## TASK TO CARRY OUT
Count the lines in the records below that contain the word "gray". Reply with the number alone.

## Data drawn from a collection
--- begin ---

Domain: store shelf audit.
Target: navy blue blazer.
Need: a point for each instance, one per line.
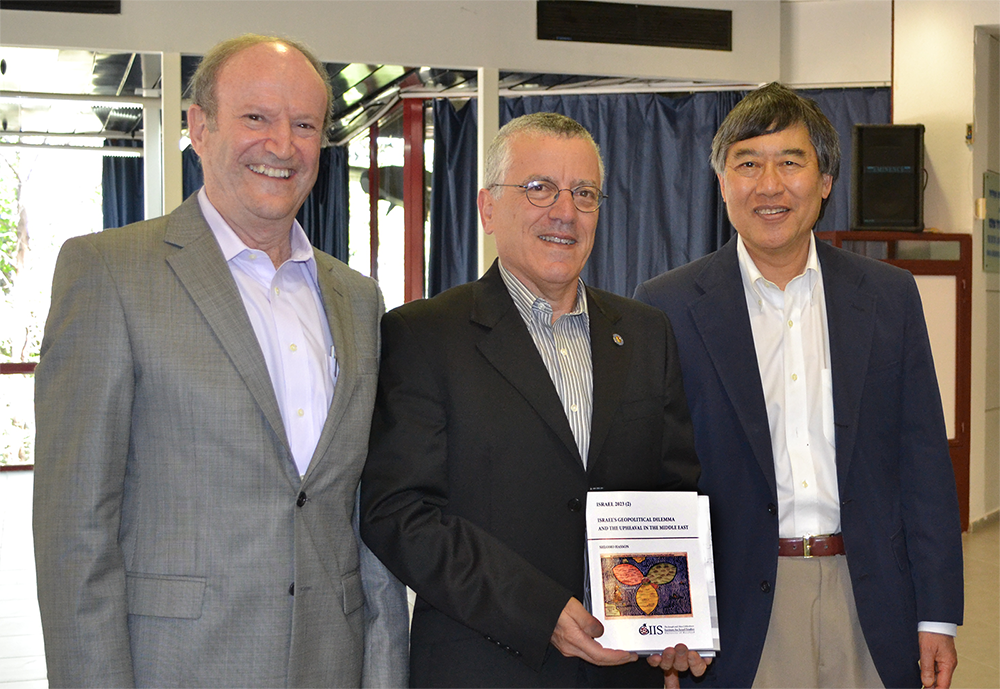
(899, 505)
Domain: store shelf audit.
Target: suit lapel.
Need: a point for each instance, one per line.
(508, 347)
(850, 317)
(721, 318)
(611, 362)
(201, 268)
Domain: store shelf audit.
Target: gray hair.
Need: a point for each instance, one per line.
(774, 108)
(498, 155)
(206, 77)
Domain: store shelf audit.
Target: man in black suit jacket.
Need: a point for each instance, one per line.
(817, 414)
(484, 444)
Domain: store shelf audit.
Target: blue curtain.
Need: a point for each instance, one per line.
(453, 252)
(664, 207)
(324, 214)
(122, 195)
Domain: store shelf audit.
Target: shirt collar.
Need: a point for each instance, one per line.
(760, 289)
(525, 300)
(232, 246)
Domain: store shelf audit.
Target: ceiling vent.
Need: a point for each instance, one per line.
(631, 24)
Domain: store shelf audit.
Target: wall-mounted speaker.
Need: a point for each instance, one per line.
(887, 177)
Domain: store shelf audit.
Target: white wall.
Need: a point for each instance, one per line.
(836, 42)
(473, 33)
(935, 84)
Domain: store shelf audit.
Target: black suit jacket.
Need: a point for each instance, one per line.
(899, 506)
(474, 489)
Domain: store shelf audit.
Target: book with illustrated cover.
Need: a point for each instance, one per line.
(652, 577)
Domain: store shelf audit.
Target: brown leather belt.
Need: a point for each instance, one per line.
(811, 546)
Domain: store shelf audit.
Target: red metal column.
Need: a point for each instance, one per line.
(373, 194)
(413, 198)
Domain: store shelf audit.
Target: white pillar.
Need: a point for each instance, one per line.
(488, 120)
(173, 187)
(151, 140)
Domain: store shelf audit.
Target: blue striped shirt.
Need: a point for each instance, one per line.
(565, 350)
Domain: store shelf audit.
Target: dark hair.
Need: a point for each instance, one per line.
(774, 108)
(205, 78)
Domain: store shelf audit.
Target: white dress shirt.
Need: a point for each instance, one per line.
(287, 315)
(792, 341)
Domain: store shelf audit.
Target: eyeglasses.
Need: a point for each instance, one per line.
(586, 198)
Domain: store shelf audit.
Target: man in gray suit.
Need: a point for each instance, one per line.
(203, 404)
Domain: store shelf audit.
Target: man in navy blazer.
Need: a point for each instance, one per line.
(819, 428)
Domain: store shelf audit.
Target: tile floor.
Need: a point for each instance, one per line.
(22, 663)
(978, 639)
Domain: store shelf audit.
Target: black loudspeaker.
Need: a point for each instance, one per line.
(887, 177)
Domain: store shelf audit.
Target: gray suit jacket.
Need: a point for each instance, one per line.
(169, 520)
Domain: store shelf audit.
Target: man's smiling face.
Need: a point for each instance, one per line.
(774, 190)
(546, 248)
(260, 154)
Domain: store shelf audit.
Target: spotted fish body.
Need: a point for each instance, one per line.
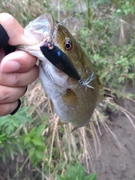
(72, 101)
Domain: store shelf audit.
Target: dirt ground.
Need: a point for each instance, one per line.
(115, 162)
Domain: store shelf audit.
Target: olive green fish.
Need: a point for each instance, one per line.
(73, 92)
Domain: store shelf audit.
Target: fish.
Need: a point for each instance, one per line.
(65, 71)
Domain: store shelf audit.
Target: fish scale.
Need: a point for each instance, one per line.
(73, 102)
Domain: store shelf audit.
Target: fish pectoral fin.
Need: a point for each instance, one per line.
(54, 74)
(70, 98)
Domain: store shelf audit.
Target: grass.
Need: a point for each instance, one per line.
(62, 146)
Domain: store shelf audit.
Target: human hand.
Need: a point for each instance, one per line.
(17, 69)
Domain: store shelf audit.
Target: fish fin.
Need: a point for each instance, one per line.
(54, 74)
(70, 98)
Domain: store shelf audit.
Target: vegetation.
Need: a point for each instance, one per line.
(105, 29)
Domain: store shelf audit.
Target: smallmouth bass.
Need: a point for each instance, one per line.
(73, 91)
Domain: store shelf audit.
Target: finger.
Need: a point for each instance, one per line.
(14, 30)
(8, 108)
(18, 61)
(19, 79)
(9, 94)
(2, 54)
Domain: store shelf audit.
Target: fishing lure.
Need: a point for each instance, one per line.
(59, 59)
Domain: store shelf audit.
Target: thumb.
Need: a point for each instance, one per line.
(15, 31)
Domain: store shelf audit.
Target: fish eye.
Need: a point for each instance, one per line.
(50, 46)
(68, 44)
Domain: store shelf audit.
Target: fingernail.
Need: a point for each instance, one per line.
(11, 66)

--- end ---
--- begin ---

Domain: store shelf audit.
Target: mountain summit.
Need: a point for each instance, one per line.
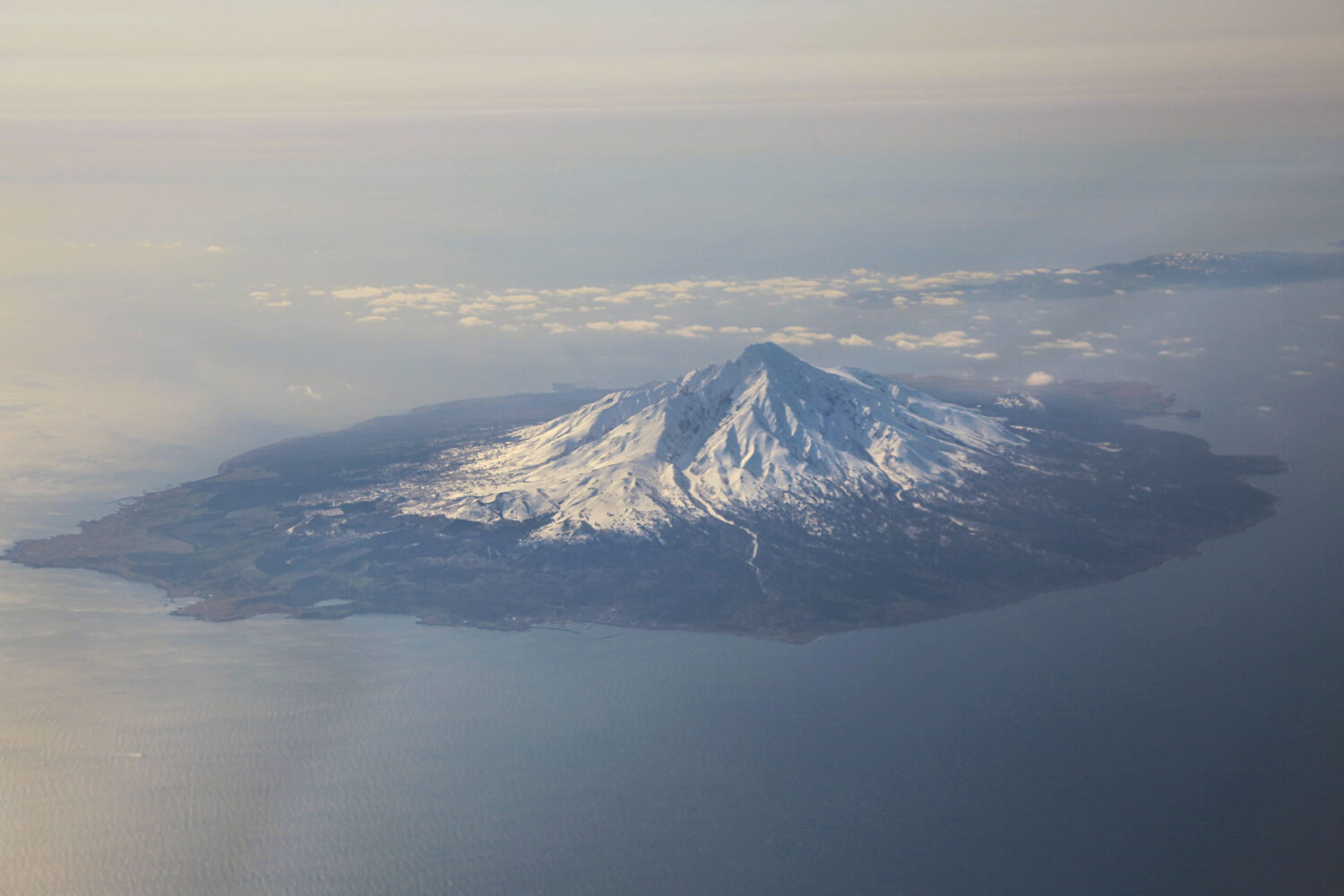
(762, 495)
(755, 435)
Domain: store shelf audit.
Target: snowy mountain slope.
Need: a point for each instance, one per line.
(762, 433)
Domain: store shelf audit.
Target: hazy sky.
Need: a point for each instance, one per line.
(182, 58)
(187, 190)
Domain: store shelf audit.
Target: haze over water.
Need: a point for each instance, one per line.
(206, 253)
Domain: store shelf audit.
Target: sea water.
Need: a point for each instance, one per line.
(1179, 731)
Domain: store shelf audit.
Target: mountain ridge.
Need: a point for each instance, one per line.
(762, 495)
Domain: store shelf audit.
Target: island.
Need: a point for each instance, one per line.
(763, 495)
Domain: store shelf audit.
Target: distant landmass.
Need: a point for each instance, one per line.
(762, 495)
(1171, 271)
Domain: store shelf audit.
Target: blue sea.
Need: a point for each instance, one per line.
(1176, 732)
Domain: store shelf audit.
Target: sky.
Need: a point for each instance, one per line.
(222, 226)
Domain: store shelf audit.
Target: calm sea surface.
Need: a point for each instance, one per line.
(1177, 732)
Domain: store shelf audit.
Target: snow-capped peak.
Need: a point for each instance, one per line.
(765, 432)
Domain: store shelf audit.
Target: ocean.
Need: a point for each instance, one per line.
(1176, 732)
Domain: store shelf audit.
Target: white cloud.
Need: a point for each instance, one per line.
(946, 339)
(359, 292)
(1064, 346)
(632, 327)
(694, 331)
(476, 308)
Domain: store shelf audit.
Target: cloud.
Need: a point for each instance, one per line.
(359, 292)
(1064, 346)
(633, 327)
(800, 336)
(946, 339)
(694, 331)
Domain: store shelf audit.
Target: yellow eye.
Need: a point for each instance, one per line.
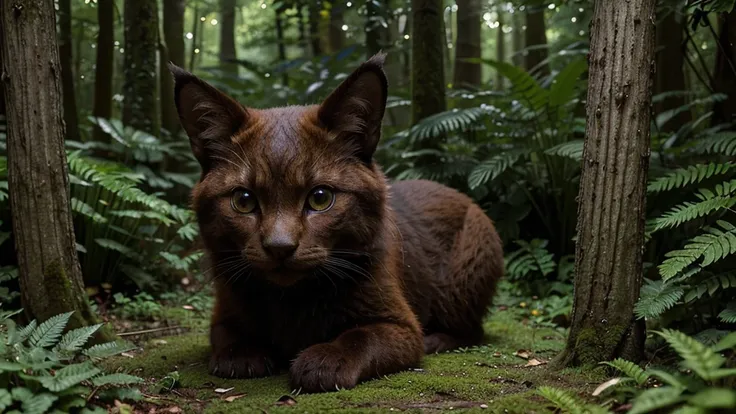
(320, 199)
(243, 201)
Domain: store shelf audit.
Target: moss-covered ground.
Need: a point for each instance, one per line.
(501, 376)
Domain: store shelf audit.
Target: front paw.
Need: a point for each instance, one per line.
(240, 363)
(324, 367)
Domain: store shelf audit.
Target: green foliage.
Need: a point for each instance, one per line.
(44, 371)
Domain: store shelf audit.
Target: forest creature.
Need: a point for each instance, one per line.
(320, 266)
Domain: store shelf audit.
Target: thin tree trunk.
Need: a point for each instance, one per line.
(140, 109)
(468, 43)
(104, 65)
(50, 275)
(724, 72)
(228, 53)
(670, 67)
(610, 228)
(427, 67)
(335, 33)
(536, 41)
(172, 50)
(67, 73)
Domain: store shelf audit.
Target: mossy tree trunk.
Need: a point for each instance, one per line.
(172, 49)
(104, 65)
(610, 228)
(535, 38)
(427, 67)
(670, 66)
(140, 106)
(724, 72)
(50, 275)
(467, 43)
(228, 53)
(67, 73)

--- end ---
--- begin ---

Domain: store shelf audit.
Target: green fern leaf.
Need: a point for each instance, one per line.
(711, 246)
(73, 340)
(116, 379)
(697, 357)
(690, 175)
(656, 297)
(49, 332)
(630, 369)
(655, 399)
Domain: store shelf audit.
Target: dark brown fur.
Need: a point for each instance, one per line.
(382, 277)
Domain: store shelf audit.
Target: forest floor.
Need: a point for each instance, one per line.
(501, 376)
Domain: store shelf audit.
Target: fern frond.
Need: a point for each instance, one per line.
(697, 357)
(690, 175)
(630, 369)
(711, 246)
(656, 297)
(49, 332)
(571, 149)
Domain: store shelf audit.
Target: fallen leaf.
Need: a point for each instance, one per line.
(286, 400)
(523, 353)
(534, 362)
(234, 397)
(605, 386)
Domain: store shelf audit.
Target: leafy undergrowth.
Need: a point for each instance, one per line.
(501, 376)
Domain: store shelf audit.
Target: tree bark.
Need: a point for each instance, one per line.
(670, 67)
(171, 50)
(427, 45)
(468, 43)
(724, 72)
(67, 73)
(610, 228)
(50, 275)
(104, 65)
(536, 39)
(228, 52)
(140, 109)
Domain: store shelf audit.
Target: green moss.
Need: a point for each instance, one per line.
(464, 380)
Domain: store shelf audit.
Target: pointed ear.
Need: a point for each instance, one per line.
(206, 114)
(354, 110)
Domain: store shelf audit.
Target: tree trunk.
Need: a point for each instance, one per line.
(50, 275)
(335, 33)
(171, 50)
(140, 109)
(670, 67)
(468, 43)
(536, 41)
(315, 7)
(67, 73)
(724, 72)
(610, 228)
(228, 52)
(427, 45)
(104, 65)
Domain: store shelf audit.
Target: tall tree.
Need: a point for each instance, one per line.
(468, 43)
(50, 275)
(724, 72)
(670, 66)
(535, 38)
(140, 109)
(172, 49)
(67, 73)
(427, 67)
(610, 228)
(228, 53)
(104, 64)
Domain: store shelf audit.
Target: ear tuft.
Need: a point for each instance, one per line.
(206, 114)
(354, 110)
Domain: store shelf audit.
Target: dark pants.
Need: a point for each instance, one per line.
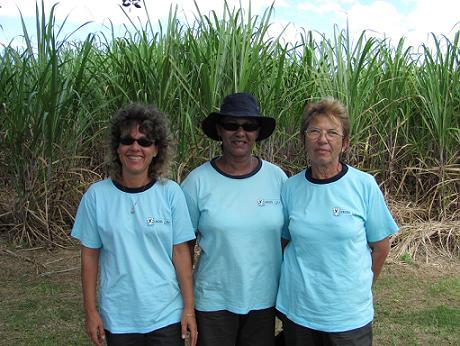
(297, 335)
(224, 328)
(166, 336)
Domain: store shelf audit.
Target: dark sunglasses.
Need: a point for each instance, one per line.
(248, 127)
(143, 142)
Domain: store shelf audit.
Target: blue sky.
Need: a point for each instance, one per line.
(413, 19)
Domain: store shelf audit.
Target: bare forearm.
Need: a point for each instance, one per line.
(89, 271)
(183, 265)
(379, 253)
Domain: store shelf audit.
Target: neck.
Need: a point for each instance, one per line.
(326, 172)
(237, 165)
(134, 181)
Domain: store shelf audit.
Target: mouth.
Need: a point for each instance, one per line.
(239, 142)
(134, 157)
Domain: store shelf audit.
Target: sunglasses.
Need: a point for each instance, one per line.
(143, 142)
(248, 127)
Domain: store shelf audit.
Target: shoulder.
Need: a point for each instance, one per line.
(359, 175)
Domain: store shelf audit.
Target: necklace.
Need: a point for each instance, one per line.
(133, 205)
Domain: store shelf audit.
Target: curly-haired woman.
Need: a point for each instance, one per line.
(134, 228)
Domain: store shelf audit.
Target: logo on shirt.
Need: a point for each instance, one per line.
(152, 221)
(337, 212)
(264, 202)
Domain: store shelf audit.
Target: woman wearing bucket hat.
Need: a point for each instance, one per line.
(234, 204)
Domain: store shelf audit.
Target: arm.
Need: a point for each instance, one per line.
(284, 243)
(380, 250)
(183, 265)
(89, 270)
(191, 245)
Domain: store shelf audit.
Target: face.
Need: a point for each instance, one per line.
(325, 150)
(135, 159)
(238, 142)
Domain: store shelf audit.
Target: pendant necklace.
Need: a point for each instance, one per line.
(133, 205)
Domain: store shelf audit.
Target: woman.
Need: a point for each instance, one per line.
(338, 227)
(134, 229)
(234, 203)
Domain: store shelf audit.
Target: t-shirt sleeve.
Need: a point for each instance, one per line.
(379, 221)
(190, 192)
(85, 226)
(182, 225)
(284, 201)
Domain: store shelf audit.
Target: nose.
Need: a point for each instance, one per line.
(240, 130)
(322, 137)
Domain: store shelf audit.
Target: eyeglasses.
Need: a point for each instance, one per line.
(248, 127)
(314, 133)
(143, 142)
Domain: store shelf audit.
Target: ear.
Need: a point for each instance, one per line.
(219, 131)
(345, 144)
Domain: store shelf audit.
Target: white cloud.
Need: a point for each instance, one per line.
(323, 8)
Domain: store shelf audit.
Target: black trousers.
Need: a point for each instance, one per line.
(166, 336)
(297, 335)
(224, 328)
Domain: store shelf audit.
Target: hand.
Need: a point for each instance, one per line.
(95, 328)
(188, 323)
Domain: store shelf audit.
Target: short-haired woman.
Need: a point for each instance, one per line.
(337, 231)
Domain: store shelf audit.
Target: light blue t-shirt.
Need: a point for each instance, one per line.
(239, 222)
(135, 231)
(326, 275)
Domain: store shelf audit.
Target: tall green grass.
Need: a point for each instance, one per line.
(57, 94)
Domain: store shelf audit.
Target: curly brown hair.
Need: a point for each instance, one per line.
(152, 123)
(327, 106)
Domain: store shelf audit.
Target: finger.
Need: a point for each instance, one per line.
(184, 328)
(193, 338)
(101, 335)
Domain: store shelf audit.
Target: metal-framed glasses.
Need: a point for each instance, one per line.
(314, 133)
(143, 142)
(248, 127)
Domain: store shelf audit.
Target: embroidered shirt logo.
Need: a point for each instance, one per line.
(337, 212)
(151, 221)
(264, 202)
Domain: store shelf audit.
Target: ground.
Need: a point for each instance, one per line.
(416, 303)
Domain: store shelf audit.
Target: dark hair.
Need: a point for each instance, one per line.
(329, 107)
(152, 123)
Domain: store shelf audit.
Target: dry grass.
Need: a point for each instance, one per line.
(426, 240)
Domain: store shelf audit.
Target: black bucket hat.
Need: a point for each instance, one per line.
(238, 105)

--- end ---

## ANSWER IN FULL
3